**Passage to read**
** start **
Reading CF, PF, ZF, SF, OF

I am writing a virtual machine for my own assembly language, I want to be able to set the carry, parity, zero, sign and overflowflags as they are set in the x86-64 architecture, when I perform operations such as addition.
Notes:
I am using Microsoft Visual C++ 2015 & Intel C++ Compiler 16.0
I am compiling as a Win64 application.
My virtual machine (currently) only does arithmetic on 8-bit integers
I'm not (currently) interested in any other flags (e.g. AF)
My current solution is using the following function:
void update_flags(uint16_t input)
{
Registers::flags.carry = (input > UINT8_MAX);
Registers::flags.zero = (input == 0);
Registers::flags.sign = (input < 0);
Registers::flags.overflow = (int16_t(input) > INT8_MAX || int16_t(input) < INT8_MIN);
// I am assuming that overflow is handled by trunctation
uint8_t input8 = uint8_t(input);
// The parity flag
int ones = 0;
for (int i = 0; i < 8; ++i)
** end **
**Written exercise a**
In the rows, substitute "enclosing box" for "bounding box" from the line that contains "identify the blue" through the line that contains "(236, 0), (357, 192)", both lines included. Give back only those lines, otherwise unchanged.

**Items from a labeling collection**
** start **
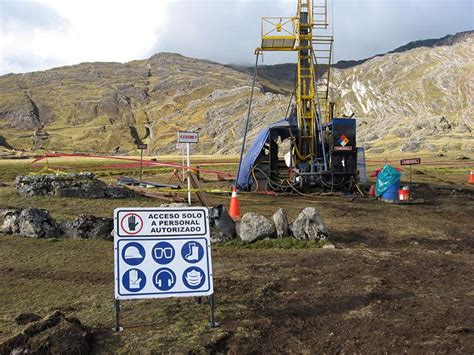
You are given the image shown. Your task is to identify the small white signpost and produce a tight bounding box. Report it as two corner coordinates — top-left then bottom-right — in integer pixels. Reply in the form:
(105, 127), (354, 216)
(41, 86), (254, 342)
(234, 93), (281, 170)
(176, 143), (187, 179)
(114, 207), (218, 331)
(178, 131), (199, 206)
** end **
** start **
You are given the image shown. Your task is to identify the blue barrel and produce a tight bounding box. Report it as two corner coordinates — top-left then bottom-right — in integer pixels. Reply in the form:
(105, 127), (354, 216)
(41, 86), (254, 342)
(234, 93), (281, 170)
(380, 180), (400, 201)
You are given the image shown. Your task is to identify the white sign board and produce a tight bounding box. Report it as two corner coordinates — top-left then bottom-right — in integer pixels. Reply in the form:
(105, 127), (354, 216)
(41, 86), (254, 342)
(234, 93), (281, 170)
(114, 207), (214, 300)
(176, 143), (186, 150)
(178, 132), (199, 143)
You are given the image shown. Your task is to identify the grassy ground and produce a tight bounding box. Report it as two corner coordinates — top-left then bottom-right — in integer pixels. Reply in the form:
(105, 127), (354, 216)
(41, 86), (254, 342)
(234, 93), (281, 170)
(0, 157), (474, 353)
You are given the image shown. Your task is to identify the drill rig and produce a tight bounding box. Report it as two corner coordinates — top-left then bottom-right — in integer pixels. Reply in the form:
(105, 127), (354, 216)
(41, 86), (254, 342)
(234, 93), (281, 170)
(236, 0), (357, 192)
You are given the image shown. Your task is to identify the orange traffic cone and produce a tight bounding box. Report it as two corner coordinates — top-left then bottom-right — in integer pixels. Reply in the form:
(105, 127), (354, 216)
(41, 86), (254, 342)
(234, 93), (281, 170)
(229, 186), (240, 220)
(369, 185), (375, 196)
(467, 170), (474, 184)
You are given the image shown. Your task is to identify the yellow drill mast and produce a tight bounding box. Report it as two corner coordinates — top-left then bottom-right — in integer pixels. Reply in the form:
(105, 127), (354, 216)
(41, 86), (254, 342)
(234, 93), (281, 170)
** end **
**Written exercise b**
According to the forum excerpt on setting CPU flags, which two compilers is the virtual machine being built with?

**Complete answer a**
You are given the image shown. Your task is to identify the blue barrel and produce a tight enclosing box. Report it as two corner coordinates — top-left then bottom-right — in integer pixels. Reply in the form:
(105, 127), (354, 216)
(41, 86), (254, 342)
(234, 93), (281, 170)
(380, 180), (400, 201)
You are given the image shown. Your task is to identify the white sign board and produce a tight enclosing box. Report it as two corner coordinates — top-left then bottom-right — in integer pixels. Reply in the form:
(105, 127), (354, 216)
(41, 86), (254, 342)
(234, 93), (281, 170)
(114, 207), (214, 300)
(176, 143), (186, 150)
(178, 132), (199, 143)
You are given the image shown. Your task is to identify the grassy ground and produce a tight enclosing box. Report it as two corner coordinates — top-left then bottom-right — in integer pixels. Reply in the form:
(105, 127), (354, 216)
(41, 86), (254, 342)
(234, 93), (281, 170)
(0, 157), (474, 353)
You are given the image shown. Your task is to identify the drill rig and produce a tight enclosing box. Report it as two corner coordinates — top-left then bottom-right — in integer pixels. Reply in the form:
(105, 127), (354, 216)
(41, 86), (254, 342)
(234, 93), (281, 170)
(236, 0), (357, 192)

**Complete answer b**
Microsoft Visual C++ 2015 and Intel C++ Compiler 16.0.